---- TEKST ŹRÓDŁOWY

Po pierwsze zmienić naukowe i państwowe priorytety tak by ochrona zdrowia w tym tzw reprodukcyjnego była ważniejsza niż np. emisje gazów cieplarnianych.

Po drugie walczyć na polu kultury, krzewić wiarę, to wszystko o czym Pan „marzy”.

Jednak to co najistotniejsze to zmienić system który penalizuje rodziny za tworzenie kapitału ludzkiego i nowych płatników podatków i de facto premiuje materialnie bezdzietność lub ograniczanie dzietności.

Współczesne prognozy takiej jak sławetne 21 milionów w 2100 roku ONZ czy ostatnia prognoza Eurostatu, zakładają że dzietność jakoś sama będzie wracać z czasem do normy…. (Nazywa się to „The demographic transition theory”) To myślenie życzeniowe. Żadnej empirii na poparcie teorii nie ma. Przypomina to spekulacje i prognozy centralnych planistów z lat 80-tych że przecież kiedyś kryzys socjalizmu MUSI się skończyć i kiedyś znowu w Polsce, ZSRR czy Wschodnich Niemczech będzie lepiej.

Otóż właśnie że nie mogło być lepiej ekonomicznie przy tamtym systemie i nie może demograficznie przy obecnym.

--------
---- DOSTARCZONE WPISY

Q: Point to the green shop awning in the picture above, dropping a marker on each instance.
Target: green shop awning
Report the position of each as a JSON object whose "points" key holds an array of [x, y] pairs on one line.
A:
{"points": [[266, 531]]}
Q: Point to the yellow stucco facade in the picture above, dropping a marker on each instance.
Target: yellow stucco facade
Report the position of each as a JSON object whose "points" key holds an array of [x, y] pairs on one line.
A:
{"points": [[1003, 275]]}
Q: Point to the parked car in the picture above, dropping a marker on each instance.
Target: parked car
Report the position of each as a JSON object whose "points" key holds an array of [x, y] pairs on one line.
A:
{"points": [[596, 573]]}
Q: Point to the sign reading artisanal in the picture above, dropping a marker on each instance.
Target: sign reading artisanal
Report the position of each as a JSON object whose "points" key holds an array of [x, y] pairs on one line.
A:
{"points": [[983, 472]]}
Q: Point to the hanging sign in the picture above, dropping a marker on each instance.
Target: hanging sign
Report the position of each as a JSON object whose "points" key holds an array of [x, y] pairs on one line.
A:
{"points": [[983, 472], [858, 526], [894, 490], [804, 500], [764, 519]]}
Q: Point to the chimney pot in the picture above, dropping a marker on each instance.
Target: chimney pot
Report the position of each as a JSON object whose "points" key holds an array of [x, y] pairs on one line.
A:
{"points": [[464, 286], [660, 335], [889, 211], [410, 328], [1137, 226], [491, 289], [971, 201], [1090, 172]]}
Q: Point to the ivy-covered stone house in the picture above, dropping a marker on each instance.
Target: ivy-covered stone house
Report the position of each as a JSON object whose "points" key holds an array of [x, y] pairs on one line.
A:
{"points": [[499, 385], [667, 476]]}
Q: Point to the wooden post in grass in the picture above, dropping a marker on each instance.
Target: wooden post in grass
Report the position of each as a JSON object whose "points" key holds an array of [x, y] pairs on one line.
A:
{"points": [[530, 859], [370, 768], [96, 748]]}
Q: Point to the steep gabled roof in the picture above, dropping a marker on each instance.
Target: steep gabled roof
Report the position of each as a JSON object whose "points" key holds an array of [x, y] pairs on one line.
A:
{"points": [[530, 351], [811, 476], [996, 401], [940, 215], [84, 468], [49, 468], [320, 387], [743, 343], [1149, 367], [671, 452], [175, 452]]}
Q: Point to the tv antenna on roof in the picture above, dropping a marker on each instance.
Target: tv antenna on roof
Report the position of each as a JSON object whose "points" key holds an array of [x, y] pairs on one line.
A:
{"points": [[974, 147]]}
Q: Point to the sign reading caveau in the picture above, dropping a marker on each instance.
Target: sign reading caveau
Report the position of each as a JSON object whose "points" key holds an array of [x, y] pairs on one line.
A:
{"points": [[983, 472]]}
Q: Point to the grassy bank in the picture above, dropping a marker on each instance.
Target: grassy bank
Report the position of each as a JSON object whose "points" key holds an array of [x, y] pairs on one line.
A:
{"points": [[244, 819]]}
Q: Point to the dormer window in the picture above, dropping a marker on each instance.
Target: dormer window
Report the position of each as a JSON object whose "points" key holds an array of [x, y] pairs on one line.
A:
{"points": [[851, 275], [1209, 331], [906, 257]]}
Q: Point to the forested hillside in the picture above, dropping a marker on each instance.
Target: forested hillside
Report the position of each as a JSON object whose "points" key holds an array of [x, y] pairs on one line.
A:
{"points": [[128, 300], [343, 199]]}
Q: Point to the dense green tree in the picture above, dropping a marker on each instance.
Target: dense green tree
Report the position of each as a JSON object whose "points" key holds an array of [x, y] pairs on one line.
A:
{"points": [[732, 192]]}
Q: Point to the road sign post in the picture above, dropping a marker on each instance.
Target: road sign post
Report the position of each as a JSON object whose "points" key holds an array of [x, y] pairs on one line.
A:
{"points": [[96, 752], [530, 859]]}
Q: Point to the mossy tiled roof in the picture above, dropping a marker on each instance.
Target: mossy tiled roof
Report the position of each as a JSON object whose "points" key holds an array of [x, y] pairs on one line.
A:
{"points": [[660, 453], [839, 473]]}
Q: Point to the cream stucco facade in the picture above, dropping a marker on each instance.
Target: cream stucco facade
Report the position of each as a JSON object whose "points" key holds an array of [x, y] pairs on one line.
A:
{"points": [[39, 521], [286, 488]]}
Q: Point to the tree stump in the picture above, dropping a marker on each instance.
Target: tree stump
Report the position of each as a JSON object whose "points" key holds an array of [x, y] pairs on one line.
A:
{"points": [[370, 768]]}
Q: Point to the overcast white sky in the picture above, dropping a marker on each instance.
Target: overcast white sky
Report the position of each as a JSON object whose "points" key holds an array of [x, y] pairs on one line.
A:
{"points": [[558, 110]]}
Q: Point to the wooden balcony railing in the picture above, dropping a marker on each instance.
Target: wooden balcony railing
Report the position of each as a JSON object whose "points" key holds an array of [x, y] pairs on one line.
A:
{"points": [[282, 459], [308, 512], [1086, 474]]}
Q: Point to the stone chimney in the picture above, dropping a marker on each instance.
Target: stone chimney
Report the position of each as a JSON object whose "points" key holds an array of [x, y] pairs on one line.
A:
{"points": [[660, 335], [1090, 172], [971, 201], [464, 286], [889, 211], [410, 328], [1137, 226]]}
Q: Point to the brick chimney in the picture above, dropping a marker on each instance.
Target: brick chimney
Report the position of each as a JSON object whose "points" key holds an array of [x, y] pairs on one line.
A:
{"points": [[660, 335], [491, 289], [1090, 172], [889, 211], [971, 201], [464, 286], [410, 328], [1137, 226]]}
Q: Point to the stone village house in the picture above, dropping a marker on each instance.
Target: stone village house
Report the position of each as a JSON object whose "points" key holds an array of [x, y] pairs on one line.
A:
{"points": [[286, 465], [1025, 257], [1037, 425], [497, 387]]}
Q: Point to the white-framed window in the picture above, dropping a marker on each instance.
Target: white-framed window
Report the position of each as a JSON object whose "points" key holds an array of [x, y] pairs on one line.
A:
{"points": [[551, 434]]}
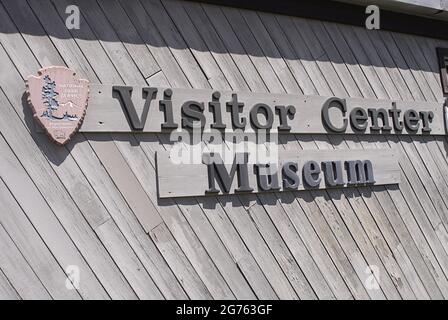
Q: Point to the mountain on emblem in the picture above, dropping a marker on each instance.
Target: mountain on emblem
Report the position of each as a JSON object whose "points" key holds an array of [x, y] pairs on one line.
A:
{"points": [[59, 101]]}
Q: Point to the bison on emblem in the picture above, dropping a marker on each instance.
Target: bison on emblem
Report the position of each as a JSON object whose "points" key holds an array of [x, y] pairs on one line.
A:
{"points": [[59, 101]]}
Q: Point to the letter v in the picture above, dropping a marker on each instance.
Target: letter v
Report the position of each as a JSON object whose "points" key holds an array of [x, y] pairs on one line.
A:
{"points": [[124, 96]]}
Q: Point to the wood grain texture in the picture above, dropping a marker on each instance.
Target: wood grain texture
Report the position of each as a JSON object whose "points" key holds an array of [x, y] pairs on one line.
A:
{"points": [[94, 202]]}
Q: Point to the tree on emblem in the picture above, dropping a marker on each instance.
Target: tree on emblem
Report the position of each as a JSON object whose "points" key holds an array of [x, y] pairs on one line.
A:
{"points": [[49, 97]]}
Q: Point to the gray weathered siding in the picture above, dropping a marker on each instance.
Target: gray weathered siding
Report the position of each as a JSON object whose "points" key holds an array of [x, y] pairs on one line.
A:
{"points": [[93, 203]]}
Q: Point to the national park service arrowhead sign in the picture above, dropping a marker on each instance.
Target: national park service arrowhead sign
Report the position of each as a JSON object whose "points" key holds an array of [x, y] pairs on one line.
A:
{"points": [[59, 101]]}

--------

*ZADANIA*
**1)** Odpowiedz na podstawie tekstu o dzietności:
(a) Co według tekstu powinno w priorytetach naukowych i państwowych stać wyżej niż np. emisje gazów cieplarnianych?
(b) Jaką liczbę podaje tekst przy prognozie ONZ na 2100 rok?
(c) Pod jaką nazwą tekst przywołuje założenie, że dzietność z czasem sama wróci do normy?
**2)** Dopisz dalszy ciąg tekstu o dzietności, zaczynając od miejsca, w którym się kończy.
Wpisy nie są tu do niczego potrzebne.

*ODPOWIEDZI*
**1)**
(a) Ochrona zdrowia, w tym tzw. reprodukcyjnego.
(b) 21 milionów.
(c) „The demographic transition theory”.

**2)**
Dzietność spada w Stanach Zjednoczonych które są ekonomicznie, społecznie o dekady przed nami, jest niższa nawet niż u nas w Hiszpanii i Włoszech, a to kraje które też nas poprzedzają….. Dzietność jest spora we Francja czy Wlk. Brytanii ale jest to głównie efekt zastępowania tubylców, imigracji. Powrót do normy sam z siebie to mrzonka lub celowe zamydlanie oczu. W 2018 roku w Korei Południowej kraju od nas bogatszym i technologicznie bardziej rozwiniętym liczba urodzeń spadła o 9% rok do roku a dzietność osiągnęła 1.0!

Tu nie ma dna … tak działa TEN SYSTEM.

Dopóki ci co maja dzieci inwestują w kapitał dla społeczeństwa a sami są za to karani między innymi niższymi emeryturami, tak długo pozostaną nielicznymi „frajerami”. Tak jak ktoś kto w socjalizmie wysilał się zamiast przyjąć filozofię: „czy się stoi czy się leży 2000 się należy.” Byli, śmiano się z nich tak jak dzisiaj z tych co mają dużo dzieci (oczywisty dowód że nie umieją liczyć … słowem - margines).

W socjalizmie sprzedawczynie były nieuprzejme, kelnerzy opryskliwi … ci sami ludzi dziś są z reguły pomocni życzliwi. Po prostu trzeba była zmienić system by ich osobisty interes łączył się z ogólny. Podobnie dziś ludzie na całym Zachodzie nie chcący mieć dzieci są po prostu racjonalni ekonomicznie. Nie ma co się obrażać na nich, moralizować, ganić.


Trzeba ZMIENIĆ SYSTEM.

Wiem że to diagnoza niepopularna:

Dla lewicy, ekologów, zielonych, postępowców – to głupstwo bo im się depopulacja właśnie marzy.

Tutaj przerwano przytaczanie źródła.